### Aim of the task
Scan the records for the line containing "If you could mark the white cloud"; extract it and all later lines, verbatim, through the end, and nothing before it.

== Material supplied ==

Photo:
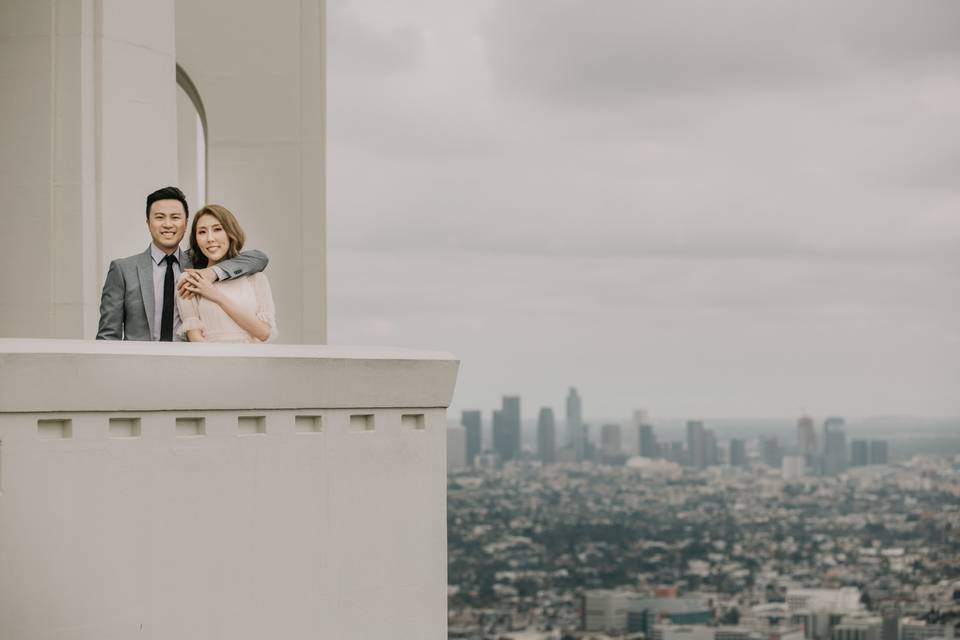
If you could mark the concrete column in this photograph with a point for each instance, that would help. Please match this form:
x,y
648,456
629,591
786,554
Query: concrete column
x,y
261,80
87,129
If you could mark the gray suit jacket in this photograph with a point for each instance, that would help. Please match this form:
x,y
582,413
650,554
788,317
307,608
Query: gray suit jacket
x,y
127,301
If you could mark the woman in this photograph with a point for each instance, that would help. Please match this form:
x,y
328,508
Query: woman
x,y
237,310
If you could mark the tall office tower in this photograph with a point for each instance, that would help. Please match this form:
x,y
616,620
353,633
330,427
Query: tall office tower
x,y
648,442
678,453
456,448
834,447
575,423
738,453
806,436
610,439
771,452
711,453
859,453
498,426
472,421
879,452
510,428
546,436
696,449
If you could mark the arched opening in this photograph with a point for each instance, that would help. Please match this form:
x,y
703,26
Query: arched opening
x,y
191,141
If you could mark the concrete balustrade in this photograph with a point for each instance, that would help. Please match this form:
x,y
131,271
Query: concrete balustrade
x,y
222,491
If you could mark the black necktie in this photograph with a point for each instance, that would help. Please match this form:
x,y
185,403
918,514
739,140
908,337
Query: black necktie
x,y
166,320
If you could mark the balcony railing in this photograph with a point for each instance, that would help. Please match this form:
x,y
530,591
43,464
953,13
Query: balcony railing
x,y
222,491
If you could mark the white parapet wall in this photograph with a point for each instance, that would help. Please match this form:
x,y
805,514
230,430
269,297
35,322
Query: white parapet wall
x,y
184,491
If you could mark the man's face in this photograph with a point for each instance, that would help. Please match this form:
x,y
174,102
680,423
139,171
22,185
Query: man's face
x,y
167,222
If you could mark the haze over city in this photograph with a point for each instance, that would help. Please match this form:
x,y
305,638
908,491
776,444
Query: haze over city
x,y
705,210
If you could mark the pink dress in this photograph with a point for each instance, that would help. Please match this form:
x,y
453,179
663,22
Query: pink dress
x,y
251,292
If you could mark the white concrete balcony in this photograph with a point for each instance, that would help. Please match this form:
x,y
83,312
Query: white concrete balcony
x,y
222,491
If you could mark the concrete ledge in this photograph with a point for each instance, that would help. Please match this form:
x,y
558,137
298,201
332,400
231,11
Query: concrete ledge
x,y
86,375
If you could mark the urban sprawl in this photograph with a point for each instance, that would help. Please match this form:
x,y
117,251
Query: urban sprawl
x,y
820,538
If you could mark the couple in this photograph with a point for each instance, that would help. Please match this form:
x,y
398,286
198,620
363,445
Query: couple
x,y
211,293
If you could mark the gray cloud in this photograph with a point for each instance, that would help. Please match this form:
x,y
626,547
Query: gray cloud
x,y
569,50
704,208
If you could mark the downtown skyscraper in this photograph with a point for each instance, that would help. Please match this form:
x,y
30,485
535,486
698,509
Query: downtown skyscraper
x,y
546,436
506,429
576,438
472,421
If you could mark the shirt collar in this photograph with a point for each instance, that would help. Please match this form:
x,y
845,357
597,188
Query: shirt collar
x,y
158,255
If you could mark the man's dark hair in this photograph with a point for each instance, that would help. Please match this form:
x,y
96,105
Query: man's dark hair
x,y
168,193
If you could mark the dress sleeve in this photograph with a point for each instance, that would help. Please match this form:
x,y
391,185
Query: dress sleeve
x,y
266,312
189,314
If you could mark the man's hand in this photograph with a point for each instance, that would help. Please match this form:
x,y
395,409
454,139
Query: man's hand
x,y
184,286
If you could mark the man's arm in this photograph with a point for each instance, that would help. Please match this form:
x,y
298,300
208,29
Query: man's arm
x,y
111,305
245,264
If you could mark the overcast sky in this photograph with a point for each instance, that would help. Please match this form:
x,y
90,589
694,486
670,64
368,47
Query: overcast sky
x,y
703,209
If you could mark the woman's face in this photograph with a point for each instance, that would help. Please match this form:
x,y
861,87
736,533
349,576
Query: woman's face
x,y
211,238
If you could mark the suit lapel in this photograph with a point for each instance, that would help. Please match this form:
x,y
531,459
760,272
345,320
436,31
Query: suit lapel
x,y
145,273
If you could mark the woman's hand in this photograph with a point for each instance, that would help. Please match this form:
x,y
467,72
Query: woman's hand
x,y
208,274
195,283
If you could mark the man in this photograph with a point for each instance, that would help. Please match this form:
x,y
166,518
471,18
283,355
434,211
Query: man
x,y
139,297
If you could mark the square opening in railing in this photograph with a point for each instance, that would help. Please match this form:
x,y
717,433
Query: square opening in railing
x,y
309,424
55,429
191,427
251,425
361,422
413,421
124,427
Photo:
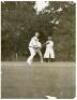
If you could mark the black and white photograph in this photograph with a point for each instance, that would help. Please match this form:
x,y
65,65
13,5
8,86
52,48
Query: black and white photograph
x,y
38,49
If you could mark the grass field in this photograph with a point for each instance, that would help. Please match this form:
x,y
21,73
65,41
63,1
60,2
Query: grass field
x,y
37,81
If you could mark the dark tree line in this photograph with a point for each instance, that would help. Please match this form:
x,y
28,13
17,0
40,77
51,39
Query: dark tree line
x,y
19,22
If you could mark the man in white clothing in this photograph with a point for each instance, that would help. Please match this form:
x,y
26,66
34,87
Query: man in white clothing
x,y
49,52
34,47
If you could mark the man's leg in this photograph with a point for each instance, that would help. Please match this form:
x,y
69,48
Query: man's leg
x,y
30,59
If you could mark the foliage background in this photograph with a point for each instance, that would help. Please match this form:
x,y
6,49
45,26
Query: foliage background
x,y
19,22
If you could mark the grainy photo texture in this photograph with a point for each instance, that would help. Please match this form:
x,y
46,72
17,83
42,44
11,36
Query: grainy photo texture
x,y
38,49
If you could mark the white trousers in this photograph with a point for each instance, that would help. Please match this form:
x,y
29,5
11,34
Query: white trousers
x,y
49,53
33,52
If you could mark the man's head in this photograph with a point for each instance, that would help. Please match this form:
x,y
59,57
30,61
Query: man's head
x,y
37,34
49,38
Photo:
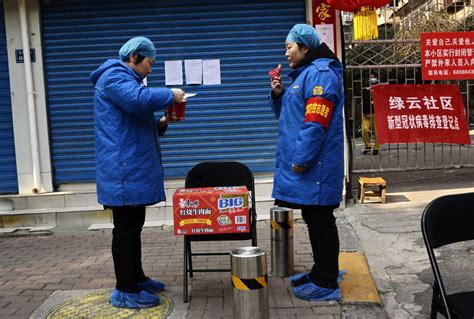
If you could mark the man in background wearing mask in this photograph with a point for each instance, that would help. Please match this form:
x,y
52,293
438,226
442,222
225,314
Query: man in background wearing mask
x,y
368,120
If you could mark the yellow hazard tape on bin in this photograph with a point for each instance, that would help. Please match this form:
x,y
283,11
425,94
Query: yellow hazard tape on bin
x,y
250,284
281,225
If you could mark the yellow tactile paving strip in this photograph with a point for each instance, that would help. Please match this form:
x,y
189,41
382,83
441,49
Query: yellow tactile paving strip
x,y
97,305
358,284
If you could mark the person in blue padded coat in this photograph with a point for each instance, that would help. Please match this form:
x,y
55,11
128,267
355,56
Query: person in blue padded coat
x,y
310,156
128,161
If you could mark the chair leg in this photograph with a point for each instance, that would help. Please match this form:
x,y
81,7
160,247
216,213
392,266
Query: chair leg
x,y
190,259
434,308
254,234
185,272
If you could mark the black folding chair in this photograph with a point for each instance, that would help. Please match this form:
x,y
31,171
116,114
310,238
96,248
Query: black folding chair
x,y
446,220
213,174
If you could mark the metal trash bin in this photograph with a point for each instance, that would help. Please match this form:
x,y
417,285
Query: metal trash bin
x,y
249,282
282,251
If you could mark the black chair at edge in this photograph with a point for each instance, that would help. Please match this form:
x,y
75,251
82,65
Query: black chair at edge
x,y
447,220
213,174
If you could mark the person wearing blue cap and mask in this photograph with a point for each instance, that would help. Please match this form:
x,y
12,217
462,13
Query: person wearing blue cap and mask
x,y
310,154
129,173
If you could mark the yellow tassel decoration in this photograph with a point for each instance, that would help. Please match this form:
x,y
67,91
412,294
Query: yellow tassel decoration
x,y
365,24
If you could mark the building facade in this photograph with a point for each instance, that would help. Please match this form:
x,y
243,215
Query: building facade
x,y
46,115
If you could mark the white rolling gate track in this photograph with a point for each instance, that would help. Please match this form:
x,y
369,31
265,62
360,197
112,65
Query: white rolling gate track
x,y
395,59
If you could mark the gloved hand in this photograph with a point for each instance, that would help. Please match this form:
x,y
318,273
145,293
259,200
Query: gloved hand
x,y
178,95
277,86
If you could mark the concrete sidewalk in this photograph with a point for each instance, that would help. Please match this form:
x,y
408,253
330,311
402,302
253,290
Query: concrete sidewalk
x,y
75,260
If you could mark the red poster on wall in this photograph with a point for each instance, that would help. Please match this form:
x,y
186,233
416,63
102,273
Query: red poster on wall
x,y
447,55
412,113
324,21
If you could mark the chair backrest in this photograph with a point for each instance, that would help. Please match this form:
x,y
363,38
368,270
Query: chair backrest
x,y
446,220
211,174
449,219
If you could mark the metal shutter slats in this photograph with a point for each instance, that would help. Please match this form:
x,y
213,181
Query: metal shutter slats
x,y
8,172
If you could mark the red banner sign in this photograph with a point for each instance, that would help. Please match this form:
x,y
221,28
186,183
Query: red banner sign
x,y
324,21
412,113
447,55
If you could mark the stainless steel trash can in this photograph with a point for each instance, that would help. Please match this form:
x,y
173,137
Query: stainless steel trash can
x,y
249,282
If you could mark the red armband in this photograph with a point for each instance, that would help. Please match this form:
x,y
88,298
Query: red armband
x,y
318,110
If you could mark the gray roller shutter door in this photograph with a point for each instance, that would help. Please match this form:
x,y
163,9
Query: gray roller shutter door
x,y
8,174
224,122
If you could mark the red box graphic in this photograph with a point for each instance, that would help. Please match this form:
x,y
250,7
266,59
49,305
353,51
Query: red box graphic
x,y
211,210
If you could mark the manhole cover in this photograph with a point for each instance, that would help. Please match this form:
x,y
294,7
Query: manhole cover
x,y
98,305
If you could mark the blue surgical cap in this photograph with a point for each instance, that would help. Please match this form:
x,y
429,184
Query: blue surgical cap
x,y
141,45
304,34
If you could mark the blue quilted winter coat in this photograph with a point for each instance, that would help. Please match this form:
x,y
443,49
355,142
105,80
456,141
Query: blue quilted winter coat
x,y
128,163
316,89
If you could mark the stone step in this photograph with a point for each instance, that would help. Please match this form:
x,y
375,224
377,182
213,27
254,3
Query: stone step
x,y
88,197
80,208
161,214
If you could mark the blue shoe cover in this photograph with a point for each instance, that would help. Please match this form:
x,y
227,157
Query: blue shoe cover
x,y
312,292
294,278
152,286
136,300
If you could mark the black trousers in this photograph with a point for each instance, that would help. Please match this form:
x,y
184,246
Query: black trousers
x,y
324,243
127,247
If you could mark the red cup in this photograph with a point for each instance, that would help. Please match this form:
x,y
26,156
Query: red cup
x,y
177,111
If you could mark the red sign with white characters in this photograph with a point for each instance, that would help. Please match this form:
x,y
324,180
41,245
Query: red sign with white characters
x,y
211,210
324,20
412,113
447,55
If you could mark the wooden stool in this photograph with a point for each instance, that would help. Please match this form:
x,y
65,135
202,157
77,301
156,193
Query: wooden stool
x,y
379,182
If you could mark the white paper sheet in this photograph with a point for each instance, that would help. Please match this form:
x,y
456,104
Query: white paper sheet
x,y
188,95
211,72
326,33
193,70
174,72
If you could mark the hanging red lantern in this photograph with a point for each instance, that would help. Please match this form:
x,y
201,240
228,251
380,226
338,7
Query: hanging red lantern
x,y
365,18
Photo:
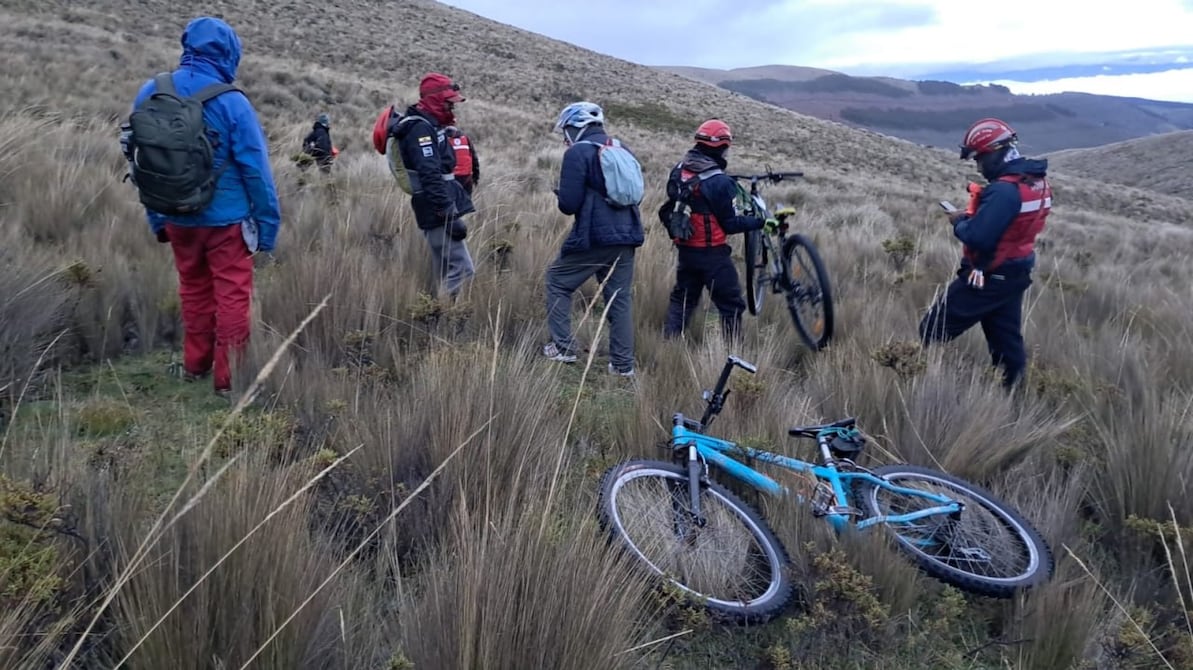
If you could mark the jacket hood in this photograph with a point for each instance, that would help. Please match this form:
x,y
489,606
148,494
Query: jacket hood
x,y
211,44
1034,167
697,161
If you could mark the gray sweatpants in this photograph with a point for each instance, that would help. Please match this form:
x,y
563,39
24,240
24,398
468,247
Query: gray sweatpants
x,y
568,273
450,260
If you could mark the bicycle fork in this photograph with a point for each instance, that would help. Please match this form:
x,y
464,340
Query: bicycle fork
x,y
693,485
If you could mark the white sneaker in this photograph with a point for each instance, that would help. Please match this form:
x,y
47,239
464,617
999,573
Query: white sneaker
x,y
551,352
619,372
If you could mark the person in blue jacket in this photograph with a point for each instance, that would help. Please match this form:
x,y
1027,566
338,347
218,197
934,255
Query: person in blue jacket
x,y
214,248
601,243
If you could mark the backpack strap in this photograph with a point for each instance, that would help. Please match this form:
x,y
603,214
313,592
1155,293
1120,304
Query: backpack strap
x,y
209,92
165,84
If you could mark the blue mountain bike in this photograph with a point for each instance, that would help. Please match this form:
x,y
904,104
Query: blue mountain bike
x,y
694,533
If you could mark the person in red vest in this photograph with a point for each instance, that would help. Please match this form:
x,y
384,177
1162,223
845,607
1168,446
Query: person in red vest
x,y
997,234
468,167
704,260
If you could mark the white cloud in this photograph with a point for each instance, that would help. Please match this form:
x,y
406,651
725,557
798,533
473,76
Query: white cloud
x,y
1170,85
841,33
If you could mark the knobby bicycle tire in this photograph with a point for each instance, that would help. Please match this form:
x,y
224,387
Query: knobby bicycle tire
x,y
779,588
1040,563
798,283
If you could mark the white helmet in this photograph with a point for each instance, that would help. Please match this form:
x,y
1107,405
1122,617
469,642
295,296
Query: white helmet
x,y
580,115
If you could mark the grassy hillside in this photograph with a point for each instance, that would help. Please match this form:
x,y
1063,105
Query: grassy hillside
x,y
928,112
302,531
1155,163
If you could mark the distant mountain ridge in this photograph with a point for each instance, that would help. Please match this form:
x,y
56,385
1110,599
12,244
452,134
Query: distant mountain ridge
x,y
935,112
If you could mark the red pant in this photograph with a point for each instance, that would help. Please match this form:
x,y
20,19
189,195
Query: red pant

===

### Written solution
If you could mark the white cloud in this photograph with a point for each instance, that would help. Please match this form:
x,y
406,651
725,557
798,533
473,76
Query: white cloud
x,y
1170,85
841,33
If you could mark the knobby bicycle tire in this photograph with a point for each instance, that would help. Please match this form:
x,y
224,387
Query: knobby bicycle tire
x,y
779,588
1040,563
798,283
If you could mark the white helmet in this photograph with a point for each instance, that would help. Please match this form:
x,y
1107,405
1122,617
469,642
295,296
Query: white helmet
x,y
580,115
If you could mark the grassy hillside in this photograph with a point for each instance, that would help. Please match this form:
x,y
1063,105
Query: grassy hillside
x,y
928,112
302,531
1155,163
If you could mark the distant mountain ridge in this photograph with a point for each instance, that would help. Please match this form:
x,y
56,385
1110,599
12,244
452,134
Query: distant mountain ridge
x,y
935,112
If you could mark the red pant in this photograph with a point for each instance, that would help. Please match this form:
x,y
20,19
189,195
Query: red pant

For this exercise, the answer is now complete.